■ Excerto fornecido

7. Analisando as cinco questões de constitucionalidade enunciadas no requerimento de interposição do recurso, facilmente se conclui que as mesmas não constituem verdadeiras questões de constitucionalidade normativa, pelo que não poderão ser objeto de apreciação.

Vejamos:

7.1. Analisando detalhadamente os termos em que foi formulado o primeiro enunciado sob apreciação (cf. alínea a), supra), facilmente se conclui que o mesmo não integra qualquer critério normativo, dotado de generalidade e abstração, passível de constitui objeto idóneo do presente recurso de constitucionalidade. Tal decorre, desde logo, da inclusão, no enunciado sindicado, das referências aos concretos elementos probatórios carreados para os presentes autos e não de determinado “meio de prova”, abstratamente considerado, ou “meio de obtenção de prova”. Mas não só: integra, ainda, no enunciado sindicado, a sua apreciação sobre a utilização daquela prova, julgando-a proibida. É, como tal, manifesta a discordância do recorrente quanto à alegada apreciação probatória levada a cabo pelo Tribunal da Relação do Porto sobre aqueles elementos, ao invés de procurar sindicar um critério normativo extraído conjuntamente daquele arco normativo (artigos 125.º, 127.º e 355.º, todos do Código de Processo Penal) apreciado e aplicado na decisão recorrida.

7.2. Passando à análise das questões de constitucionalidade enunciadas em segundo, terceiro e quarto lugar – todas reportadas ao artigo 127.º do Código de Processo Penal (cf. alíneas b), c) e d) supra) –, constata-se que as mesmas apresentam um sentido puramente declarativo, como tal, não contêm qualquer densidade normativa. Efetivamente, ao enunciar as questões «(…) no sentido da apreciação pelo Tribunal “a quo” da matéria de facto provada em (…)», verifica-se que as mesmas não constituem critérios de atuação normativa, necessariamente assentes num de três operadores deônticos: permissão, obrigação ou proibição. Na verdade, a apontada ausência de normatividade parece dar lugar, a final, à manifestação de discordância da recorrente quanto às conclusões relativas à matéria de facto extraídas da apreciação probatória levada a cabo pelo Tribunal recorrido. Noutras palavras, constata-se que a mera referência à apreciação de determinados factos pelo Tribunal a quo sugere que a intenção do recorrente se reconduz à obtenção da reapreciação da matéria de facto, ao invés de sindicar um critério normativo extraído do artigo 127.º, do Código de Processo Penal.

[Dados de anotação por pontos]
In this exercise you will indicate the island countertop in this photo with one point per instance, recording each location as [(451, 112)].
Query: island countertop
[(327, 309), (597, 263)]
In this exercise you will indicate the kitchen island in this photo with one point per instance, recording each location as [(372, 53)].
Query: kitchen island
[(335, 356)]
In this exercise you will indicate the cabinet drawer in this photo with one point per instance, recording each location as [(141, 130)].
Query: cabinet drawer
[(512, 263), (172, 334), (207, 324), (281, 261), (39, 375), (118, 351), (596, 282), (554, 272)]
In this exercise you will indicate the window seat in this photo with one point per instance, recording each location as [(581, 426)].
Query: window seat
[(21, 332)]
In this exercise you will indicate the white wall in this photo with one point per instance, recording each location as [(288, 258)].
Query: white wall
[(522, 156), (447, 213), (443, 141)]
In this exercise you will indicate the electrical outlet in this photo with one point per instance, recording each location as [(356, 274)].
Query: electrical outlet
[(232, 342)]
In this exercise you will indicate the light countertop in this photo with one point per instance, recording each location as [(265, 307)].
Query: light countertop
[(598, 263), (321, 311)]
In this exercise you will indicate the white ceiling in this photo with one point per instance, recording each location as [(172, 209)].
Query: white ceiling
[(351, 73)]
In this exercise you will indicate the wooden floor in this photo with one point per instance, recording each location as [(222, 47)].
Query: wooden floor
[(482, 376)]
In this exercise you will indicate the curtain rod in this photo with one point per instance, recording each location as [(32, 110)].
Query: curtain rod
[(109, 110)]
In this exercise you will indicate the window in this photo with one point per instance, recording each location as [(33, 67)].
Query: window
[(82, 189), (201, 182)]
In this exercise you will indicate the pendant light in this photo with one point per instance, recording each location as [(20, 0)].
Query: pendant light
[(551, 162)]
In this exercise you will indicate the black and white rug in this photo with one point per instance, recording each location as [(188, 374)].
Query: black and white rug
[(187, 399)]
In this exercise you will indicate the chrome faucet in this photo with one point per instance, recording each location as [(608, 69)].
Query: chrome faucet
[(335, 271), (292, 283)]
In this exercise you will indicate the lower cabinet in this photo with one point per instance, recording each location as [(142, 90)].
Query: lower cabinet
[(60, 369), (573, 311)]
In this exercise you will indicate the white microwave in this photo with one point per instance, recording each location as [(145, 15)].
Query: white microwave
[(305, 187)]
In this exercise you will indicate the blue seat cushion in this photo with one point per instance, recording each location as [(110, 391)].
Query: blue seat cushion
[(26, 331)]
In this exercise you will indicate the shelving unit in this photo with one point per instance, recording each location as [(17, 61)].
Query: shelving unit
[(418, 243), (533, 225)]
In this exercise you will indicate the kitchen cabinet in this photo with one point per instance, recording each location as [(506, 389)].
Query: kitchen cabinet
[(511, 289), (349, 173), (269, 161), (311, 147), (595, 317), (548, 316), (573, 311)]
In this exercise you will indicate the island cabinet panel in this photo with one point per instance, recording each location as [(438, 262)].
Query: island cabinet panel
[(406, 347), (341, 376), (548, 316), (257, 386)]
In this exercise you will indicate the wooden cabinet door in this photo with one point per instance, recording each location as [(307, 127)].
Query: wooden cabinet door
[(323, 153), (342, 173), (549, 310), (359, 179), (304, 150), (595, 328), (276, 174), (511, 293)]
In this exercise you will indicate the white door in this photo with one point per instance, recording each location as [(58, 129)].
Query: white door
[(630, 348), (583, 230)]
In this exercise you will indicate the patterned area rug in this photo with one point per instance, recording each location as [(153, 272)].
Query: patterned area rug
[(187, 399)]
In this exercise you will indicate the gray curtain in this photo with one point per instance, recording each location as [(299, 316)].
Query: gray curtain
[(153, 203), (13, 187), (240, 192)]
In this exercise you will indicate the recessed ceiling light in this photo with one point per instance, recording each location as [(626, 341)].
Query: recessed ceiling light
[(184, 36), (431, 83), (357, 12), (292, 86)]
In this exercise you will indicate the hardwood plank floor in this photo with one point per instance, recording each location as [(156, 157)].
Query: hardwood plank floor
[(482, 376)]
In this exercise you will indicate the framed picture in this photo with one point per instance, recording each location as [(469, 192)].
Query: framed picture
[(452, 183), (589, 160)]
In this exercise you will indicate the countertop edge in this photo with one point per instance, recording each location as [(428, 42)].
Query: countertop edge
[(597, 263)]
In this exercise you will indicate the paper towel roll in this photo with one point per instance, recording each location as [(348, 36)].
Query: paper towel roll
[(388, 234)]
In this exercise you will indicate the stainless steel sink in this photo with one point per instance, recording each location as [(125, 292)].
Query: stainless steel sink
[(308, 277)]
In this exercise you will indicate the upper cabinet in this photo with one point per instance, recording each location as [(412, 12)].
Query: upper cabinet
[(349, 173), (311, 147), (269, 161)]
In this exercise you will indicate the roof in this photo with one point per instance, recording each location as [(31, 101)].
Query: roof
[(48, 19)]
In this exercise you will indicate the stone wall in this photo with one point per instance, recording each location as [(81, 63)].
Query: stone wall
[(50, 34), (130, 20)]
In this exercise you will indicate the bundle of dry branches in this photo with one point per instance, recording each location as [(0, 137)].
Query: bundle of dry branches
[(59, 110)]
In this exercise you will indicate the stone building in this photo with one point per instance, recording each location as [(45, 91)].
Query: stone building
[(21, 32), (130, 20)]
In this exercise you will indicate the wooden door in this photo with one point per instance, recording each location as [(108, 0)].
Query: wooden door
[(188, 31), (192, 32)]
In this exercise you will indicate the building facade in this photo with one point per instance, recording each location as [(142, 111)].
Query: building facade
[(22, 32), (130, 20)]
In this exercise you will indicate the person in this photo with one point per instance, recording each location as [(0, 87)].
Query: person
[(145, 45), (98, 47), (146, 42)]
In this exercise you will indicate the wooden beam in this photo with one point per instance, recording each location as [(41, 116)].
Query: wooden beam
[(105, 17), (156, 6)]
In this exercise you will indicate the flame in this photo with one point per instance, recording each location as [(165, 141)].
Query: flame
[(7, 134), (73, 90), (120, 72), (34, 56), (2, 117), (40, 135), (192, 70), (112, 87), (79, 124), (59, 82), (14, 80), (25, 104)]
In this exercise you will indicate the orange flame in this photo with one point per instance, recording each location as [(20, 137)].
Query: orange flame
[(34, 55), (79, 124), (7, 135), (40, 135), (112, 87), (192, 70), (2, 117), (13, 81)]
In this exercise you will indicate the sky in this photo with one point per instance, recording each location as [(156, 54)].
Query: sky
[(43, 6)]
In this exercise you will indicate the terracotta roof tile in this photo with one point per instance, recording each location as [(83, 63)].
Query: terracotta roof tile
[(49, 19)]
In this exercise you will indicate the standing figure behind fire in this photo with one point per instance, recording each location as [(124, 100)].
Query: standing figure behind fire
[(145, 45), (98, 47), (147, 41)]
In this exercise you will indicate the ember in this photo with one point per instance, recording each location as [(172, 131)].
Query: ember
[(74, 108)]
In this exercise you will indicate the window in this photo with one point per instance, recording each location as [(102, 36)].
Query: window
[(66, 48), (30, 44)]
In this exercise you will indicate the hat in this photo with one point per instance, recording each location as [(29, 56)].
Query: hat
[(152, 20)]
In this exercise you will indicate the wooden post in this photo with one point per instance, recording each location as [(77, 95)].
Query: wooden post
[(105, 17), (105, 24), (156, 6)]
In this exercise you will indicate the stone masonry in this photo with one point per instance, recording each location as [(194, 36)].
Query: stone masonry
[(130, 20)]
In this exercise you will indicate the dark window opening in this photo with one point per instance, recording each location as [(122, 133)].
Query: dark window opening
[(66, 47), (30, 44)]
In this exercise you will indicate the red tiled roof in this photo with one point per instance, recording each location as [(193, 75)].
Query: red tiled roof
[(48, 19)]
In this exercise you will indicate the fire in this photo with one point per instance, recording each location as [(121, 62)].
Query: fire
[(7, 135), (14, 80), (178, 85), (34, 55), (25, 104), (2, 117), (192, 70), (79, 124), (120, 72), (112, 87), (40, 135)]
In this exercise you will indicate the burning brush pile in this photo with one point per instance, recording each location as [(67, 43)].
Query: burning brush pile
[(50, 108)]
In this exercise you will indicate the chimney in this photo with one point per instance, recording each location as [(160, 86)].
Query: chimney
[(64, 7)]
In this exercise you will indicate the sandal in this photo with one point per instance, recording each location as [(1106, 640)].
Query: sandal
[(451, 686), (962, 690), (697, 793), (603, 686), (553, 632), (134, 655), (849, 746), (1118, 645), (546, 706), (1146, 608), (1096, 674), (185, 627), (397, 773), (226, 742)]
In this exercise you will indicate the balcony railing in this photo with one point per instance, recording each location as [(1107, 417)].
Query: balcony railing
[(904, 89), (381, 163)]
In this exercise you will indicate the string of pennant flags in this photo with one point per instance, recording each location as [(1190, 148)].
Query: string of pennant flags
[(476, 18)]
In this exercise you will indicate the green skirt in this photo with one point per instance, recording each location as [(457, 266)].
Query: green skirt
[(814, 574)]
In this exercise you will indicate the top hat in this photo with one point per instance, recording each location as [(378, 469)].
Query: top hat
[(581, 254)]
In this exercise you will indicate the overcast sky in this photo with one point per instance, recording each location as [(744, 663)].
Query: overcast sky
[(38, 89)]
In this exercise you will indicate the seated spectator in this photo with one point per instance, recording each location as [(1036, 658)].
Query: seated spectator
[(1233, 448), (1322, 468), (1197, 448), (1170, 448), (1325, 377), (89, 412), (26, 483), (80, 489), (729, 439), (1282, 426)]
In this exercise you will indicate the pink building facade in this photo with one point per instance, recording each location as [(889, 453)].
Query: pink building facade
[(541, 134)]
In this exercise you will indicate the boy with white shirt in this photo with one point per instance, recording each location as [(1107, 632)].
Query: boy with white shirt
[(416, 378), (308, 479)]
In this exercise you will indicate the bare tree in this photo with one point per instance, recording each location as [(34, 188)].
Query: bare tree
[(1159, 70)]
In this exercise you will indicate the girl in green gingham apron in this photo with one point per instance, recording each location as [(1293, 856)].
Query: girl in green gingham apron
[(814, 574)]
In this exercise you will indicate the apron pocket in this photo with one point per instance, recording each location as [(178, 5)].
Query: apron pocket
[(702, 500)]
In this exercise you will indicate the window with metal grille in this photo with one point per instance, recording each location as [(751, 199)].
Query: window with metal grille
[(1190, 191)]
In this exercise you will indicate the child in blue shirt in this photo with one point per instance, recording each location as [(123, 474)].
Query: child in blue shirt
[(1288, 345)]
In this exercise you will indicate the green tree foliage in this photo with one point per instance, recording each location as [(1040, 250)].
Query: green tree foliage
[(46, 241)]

■ Tarefas
[a] Diz se cada afirmação concorda com o excerto sobre o recurso de constitucionalidade, respondendo sim ou não e citando as palavras exatas do excerto que o decidem. (i) As questões enunciadas em segundo, terceiro e quarto lugar reportam-se todas ao artigo 127.º do Código de Processo Penal. (ii) O primeiro enunciado refere-se a um meio de prova abstratamente considerado. (iii) Segundo o excerto, os critérios de atuação normativa assentam num de quatro operadores deônticos.
[b] Escreve a continuação do excerto sobre o recurso de constitucionalidade, começando logo após a última frase apresentada.
Os registos não têm aqui qualquer papel.

■ Respostas por tarefa
[a]
(i) Sim: «todas reportadas ao artigo 127.º do Código de Processo Penal»
(ii) Não: «das referências aos concretos elementos probatórios carreados para os presentes autos e não de determinado “meio de prova”, abstratamente considerado»
(iii) Não: «num de três operadores deônticos: permissão, obrigação ou proibição»

[b]
A este propósito, pode ler-se, no Acórdão n.º 633/08 (disponível em www.tribunalconstitucional.pt, bem como os demais arestos deste Tribunal adiante citados), o seguinte:

“(…) sendo o objeto do recurso de fiscalização concreta de constitucionalidade constituído por normas jurídicas, que violem preceitos ou princípios constitucionais, não pode sindicar-se, no recurso de constitucionalidade, a decisão judicial em si própria, mesmo quando esta faça aplicação direta de preceitos ou princípios constitucionais, quer no que importa à correção, no plano do direito infraconstitucional, da interpretação normativa a que a mesma chegou, quer no que tange à forma como o critério normativo previamente determinado foi aplicado às circunstâncias específicas do caso concreto (correção do juízo subsuntivo).

Deste modo, é sempre forçoso que, no âmbito dos recursos interpostos para o Tribunal Constitucional, se questione a (in)constitucionalidade de normas, não sendo, assim, admissíveis os recursos que, ao jeito da Verfassungsbeschwerde alemã ou do recurso de amparo espanhol, sindiquem, sub species constitutionis, a concreta aplicação do direito efetuada pelos demais tribunais, em termos de se...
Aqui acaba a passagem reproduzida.